** begin Extracted data **
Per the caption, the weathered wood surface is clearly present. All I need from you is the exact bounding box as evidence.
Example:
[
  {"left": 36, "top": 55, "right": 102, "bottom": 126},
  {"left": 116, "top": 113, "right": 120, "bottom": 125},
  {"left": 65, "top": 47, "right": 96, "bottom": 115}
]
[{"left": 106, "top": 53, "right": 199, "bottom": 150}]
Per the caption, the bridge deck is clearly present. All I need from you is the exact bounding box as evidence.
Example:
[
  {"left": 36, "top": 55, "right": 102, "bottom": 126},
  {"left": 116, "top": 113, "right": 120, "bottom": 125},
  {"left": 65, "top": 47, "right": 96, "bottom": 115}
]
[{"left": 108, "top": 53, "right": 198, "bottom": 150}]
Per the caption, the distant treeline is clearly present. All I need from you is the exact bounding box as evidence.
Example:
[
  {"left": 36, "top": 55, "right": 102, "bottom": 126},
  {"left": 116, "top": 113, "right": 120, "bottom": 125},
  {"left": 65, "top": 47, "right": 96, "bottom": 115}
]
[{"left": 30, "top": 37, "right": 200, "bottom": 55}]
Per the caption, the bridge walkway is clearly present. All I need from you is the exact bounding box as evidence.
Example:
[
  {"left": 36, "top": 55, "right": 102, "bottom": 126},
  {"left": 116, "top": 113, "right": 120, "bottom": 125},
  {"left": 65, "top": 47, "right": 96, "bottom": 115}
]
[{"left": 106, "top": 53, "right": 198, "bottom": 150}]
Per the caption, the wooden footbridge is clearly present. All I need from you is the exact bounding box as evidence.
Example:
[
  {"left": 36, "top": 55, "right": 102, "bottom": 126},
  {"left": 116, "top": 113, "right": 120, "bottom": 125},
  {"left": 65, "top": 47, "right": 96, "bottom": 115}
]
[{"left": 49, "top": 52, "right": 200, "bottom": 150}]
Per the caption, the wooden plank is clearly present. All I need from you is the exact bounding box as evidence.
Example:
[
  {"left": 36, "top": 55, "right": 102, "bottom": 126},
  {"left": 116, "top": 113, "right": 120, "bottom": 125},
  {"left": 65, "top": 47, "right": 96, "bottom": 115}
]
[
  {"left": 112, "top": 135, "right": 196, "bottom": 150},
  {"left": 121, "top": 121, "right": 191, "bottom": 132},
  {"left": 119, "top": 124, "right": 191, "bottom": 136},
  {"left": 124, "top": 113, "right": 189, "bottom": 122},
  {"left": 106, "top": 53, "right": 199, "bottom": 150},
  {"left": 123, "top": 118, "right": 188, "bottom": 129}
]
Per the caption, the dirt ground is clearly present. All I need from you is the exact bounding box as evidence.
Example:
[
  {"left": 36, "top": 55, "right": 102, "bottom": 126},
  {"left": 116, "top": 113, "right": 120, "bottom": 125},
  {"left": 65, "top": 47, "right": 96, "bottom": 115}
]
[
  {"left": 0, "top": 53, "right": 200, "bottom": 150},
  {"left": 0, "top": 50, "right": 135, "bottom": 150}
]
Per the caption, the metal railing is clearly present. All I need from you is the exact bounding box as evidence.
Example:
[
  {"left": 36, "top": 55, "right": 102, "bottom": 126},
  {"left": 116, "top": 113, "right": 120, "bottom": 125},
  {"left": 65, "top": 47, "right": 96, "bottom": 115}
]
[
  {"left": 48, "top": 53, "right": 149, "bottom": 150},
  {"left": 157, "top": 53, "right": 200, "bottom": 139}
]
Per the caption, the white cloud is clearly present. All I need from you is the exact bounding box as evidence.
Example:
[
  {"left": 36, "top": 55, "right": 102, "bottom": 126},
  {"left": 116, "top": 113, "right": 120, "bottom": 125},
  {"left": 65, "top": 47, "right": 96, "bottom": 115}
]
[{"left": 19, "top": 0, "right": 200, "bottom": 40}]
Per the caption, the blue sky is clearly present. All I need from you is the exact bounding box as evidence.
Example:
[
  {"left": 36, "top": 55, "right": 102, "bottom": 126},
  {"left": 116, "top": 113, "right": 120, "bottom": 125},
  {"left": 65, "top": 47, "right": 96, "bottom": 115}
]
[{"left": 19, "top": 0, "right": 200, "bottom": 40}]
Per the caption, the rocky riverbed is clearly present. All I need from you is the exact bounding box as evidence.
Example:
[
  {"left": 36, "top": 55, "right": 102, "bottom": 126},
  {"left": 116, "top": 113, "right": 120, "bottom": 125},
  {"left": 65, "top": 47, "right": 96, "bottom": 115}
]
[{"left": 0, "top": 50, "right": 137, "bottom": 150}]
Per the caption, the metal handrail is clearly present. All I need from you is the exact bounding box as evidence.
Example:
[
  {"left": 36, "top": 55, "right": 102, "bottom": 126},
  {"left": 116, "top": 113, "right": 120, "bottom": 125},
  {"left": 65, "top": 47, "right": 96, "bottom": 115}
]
** end Extracted data **
* The exercise *
Make an exact copy of the material above.

* Written solution *
Per the caption, the weathered wood surface is clearly present. All I need from you is the exact bounding box as evidence.
Example:
[
  {"left": 36, "top": 55, "right": 102, "bottom": 126},
  {"left": 116, "top": 113, "right": 120, "bottom": 125},
  {"left": 65, "top": 47, "right": 96, "bottom": 115}
]
[{"left": 106, "top": 53, "right": 199, "bottom": 150}]
Per the caption, the bridge deck is clearly present. All I need from you is the exact bounding box as evidence.
Example:
[
  {"left": 36, "top": 55, "right": 102, "bottom": 126},
  {"left": 116, "top": 113, "right": 120, "bottom": 125},
  {"left": 65, "top": 47, "right": 96, "bottom": 115}
]
[{"left": 108, "top": 53, "right": 198, "bottom": 150}]
Per the caption, the distant treeline is clearly present. All I need from you is the exact bounding box as evidence.
Example:
[
  {"left": 36, "top": 55, "right": 102, "bottom": 126},
  {"left": 116, "top": 113, "right": 120, "bottom": 125},
  {"left": 65, "top": 47, "right": 96, "bottom": 115}
]
[{"left": 30, "top": 37, "right": 200, "bottom": 55}]
Per the caption, the bridge walkway is clearly present. All I need from you is the exact bounding box as evidence.
Example:
[
  {"left": 36, "top": 55, "right": 102, "bottom": 126},
  {"left": 116, "top": 113, "right": 120, "bottom": 125},
  {"left": 65, "top": 47, "right": 96, "bottom": 115}
]
[{"left": 106, "top": 53, "right": 198, "bottom": 150}]
Per the caption, the wooden footbridge is clearly present. All I need from you is the exact bounding box as evidence.
Example:
[
  {"left": 36, "top": 55, "right": 102, "bottom": 126},
  {"left": 116, "top": 113, "right": 120, "bottom": 125},
  {"left": 65, "top": 47, "right": 96, "bottom": 115}
]
[{"left": 49, "top": 52, "right": 200, "bottom": 150}]
Per the caption, the wooden plank is clearly present. All I need from you is the exact bounding box as evidence.
Example:
[
  {"left": 36, "top": 55, "right": 102, "bottom": 126},
  {"left": 116, "top": 113, "right": 120, "bottom": 125},
  {"left": 65, "top": 47, "right": 96, "bottom": 115}
]
[
  {"left": 112, "top": 135, "right": 196, "bottom": 150},
  {"left": 121, "top": 121, "right": 191, "bottom": 132},
  {"left": 119, "top": 124, "right": 191, "bottom": 136},
  {"left": 124, "top": 113, "right": 189, "bottom": 122},
  {"left": 106, "top": 53, "right": 199, "bottom": 150},
  {"left": 123, "top": 118, "right": 188, "bottom": 129}
]
Per the caption, the dirt ground is clearly present. All I need from you is the exact bounding box as evidence.
Example:
[
  {"left": 36, "top": 55, "right": 102, "bottom": 126},
  {"left": 116, "top": 113, "right": 120, "bottom": 125},
  {"left": 65, "top": 47, "right": 96, "bottom": 115}
]
[
  {"left": 0, "top": 53, "right": 200, "bottom": 150},
  {"left": 0, "top": 50, "right": 135, "bottom": 150}
]
Per the caption, the metal railing is clearly present. All I need from you is the exact bounding box as evidence.
Example:
[
  {"left": 36, "top": 55, "right": 102, "bottom": 126},
  {"left": 116, "top": 113, "right": 120, "bottom": 125},
  {"left": 65, "top": 47, "right": 96, "bottom": 115}
]
[
  {"left": 48, "top": 53, "right": 149, "bottom": 150},
  {"left": 157, "top": 53, "right": 200, "bottom": 139}
]
Per the caption, the white cloud is clearly present. All I need from you is the exact bounding box as evidence.
Example:
[
  {"left": 36, "top": 55, "right": 102, "bottom": 126},
  {"left": 116, "top": 113, "right": 120, "bottom": 125},
  {"left": 65, "top": 47, "right": 96, "bottom": 115}
]
[{"left": 19, "top": 0, "right": 200, "bottom": 40}]
Per the caption, the blue sky is clearly present. All I need from you is the exact bounding box as evidence.
Example:
[
  {"left": 36, "top": 55, "right": 102, "bottom": 126},
  {"left": 116, "top": 113, "right": 120, "bottom": 125},
  {"left": 65, "top": 47, "right": 96, "bottom": 115}
]
[{"left": 19, "top": 0, "right": 200, "bottom": 40}]
Per the caption, the rocky riverbed is clearly present. All I need from you is the exact bounding box as evidence.
Example:
[
  {"left": 36, "top": 55, "right": 102, "bottom": 126},
  {"left": 116, "top": 113, "right": 120, "bottom": 125},
  {"left": 65, "top": 47, "right": 96, "bottom": 115}
]
[{"left": 0, "top": 50, "right": 137, "bottom": 150}]
Per the caption, the metal handrail is clearly present. All I need from you is the exact bounding box as evidence.
Example:
[
  {"left": 36, "top": 55, "right": 102, "bottom": 126},
  {"left": 116, "top": 113, "right": 120, "bottom": 125},
  {"left": 65, "top": 47, "right": 96, "bottom": 115}
]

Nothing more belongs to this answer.